GIVEN PASSAGE>

Why it is critical for boards to focus on the ‘triple bottom line’

GRI
5 min readJul 15, 2020

By Michele Lemmens, Head of GRI’s ASEAN Regional Hub

Sustainability is one of the most important challenges, and opportunities, of our time. And businesses are powerful enablers in the sustainability-led transformation journey. Some champions are aligning sustainability and business strategies by actively addressing the material change needed in business models as well as the extending responsibility across value chains and external systems.

There are many other companies just starting to understand the relevance of sustainable development — as well as why it matters for the business, and how a multi-stakeholder approach can inform decisions leading to positive impacts.

Changing expectations

Expectations of the responsibilities of board members continue to grow. While financial performance dominated center-stage for many years, along with regulatory compliance, digital and innovation strategies have now become more important in creating a competitive advantage.

Today, sustainability is a vital addition to the board agenda. Concurrently this change is also reflected in an evolving understanding that organisations need to operate with higher levels of purpose and corporate responsibility.

Delivering financial rewards is clearly still important but it needs to be treated as one of the components of the company’s ‘triple bottom line’, which encompasses consideration of people and planet along with profit.

There are still many who cling to the outmoded notion that sustainability and profitability are conflicting goals. However, this is not the case. Increasingly, multiple stakeholders, including investors, are calling for companies to pay attention to social and environmental impacts.

Sustainability in the company

Sustainable development recognizes that there is just one earth and that humankind cannot continue pursuing growth, or producing and consuming in the same manner, if there is to be anything left for future generations. The statistics, science and research outline the alarming consequences of unrestrained consumption. The time to commit to a change in mindset and act is now.

MATERIAL SHOWN>
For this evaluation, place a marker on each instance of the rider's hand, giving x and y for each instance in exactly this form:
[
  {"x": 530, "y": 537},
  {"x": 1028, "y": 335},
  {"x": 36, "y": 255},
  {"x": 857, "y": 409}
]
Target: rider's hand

EXERCISE REQUIREMENTS>
- 1) In the article on the triple bottom line, what does the triple bottom line encompass besides profit?
- 2) Copy the stretch of the article from "By Michele Lemmens, Head" through "to positive impacts.".
Base your answers on the article alone.

SOLVED TASKS>
- 1) People and planet.

- 2)
By Michele Lemmens, Head of GRI’s ASEAN Regional Hub

Sustainability is one of the most important challenges, and opportunities, of our time. And businesses are powerful enablers in the sustainability-led transformation journey. Some champions are aligning sustainability and business strategies by actively addressing the material change needed in business models as well as the extending responsibility across value chains and external systems.

There are many other companies just starting to understand the relevance of sustainable development — as well as why it matters for the business, and how a multi-stakeholder approach can inform decisions leading to positive impacts.